(Task item)
Give the listing again in full, matching it character for character.

(Information shown)

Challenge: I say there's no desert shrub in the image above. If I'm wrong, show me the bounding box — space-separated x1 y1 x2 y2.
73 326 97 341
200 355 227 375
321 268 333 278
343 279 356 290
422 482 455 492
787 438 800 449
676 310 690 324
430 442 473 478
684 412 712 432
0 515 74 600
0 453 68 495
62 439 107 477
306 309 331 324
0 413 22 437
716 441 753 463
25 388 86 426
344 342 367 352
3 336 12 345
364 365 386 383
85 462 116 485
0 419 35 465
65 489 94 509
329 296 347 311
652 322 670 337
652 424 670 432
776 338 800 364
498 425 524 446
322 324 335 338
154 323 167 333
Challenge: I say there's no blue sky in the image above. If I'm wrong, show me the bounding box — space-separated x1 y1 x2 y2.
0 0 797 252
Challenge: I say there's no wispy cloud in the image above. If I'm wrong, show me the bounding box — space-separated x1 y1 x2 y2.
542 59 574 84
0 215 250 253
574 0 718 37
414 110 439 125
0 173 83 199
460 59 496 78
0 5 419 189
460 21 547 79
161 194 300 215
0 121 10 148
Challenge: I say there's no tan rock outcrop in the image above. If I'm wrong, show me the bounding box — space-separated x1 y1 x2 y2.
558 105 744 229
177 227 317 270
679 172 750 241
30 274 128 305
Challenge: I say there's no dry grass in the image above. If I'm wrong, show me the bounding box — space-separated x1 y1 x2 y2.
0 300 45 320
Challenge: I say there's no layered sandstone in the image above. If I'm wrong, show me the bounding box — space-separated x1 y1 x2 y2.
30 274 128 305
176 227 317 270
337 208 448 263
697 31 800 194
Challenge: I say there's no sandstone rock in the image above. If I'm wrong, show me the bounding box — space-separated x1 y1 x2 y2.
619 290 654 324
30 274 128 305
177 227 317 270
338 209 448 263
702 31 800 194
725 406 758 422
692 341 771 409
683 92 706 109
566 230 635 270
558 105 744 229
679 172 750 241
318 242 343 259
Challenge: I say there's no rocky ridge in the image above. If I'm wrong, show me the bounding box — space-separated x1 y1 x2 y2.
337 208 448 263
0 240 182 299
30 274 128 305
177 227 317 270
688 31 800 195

(Solution to the exercise)
Challenge: I say there's no desert shrub in the image above. If I'm wrong, show me the bounding box — space-separated x1 y1 x2 y2.
73 326 97 341
200 355 227 375
321 268 333 278
343 279 356 290
422 482 455 492
787 438 800 449
676 310 690 324
430 442 473 478
684 412 712 432
0 515 74 600
0 453 68 495
62 439 107 477
306 309 331 324
0 413 22 437
716 441 753 463
25 388 86 426
344 342 367 352
3 336 12 345
364 365 386 383
85 462 116 485
0 419 35 465
65 489 94 509
329 296 347 311
652 322 670 337
652 424 670 432
776 338 800 364
498 425 524 446
322 324 335 338
154 323 167 333
Challenge: I say there's no blue sky in the image above. If I'm wrong, show me the bounding box — space-separated x1 y1 x2 y2.
0 0 797 252
Challenge: I say there's no wispy cloud in the image above. If I'm wrong, show me the bounding box — space-separated x1 y1 x2 y2.
542 59 574 84
0 215 250 253
574 0 718 37
414 110 439 125
0 173 83 199
460 59 496 78
0 5 419 189
460 21 547 79
161 194 300 215
0 121 10 148
Challenge: I say there's no tan rock outcrop in the image above. If I'm wrong, show me the bounding box — space-separated x1 y1 x2 y2.
558 105 744 229
177 227 317 270
679 172 750 241
30 274 128 305
Challenge: I say there's no dry grass in the image above. If I'm wrong, show me the bounding box — space-separated x1 y1 x2 y2.
0 300 45 320
Challenge: I say there's no layered sandstone in the image above. If I'm wrong, show me the bounding box — space-separated x1 y1 x2 y2.
30 274 128 305
176 227 317 270
337 208 448 263
697 31 800 194
Challenge: I say there's no sandstone rock in the image above. If I'm wrong, show me the bounding box — space-separated x1 y1 x2 y2.
619 290 654 324
30 274 128 305
177 227 317 270
338 209 448 263
702 31 800 194
725 406 758 422
692 341 771 409
683 92 706 109
566 230 635 270
558 105 744 229
679 172 750 241
318 242 343 259
Challenge: I say there's no rocky ridge in the image above. If I'm wrong, show me the bounding box — space-separated x1 y1 x2 y2.
337 208 448 263
0 240 182 299
30 274 128 305
177 227 317 270
688 31 800 195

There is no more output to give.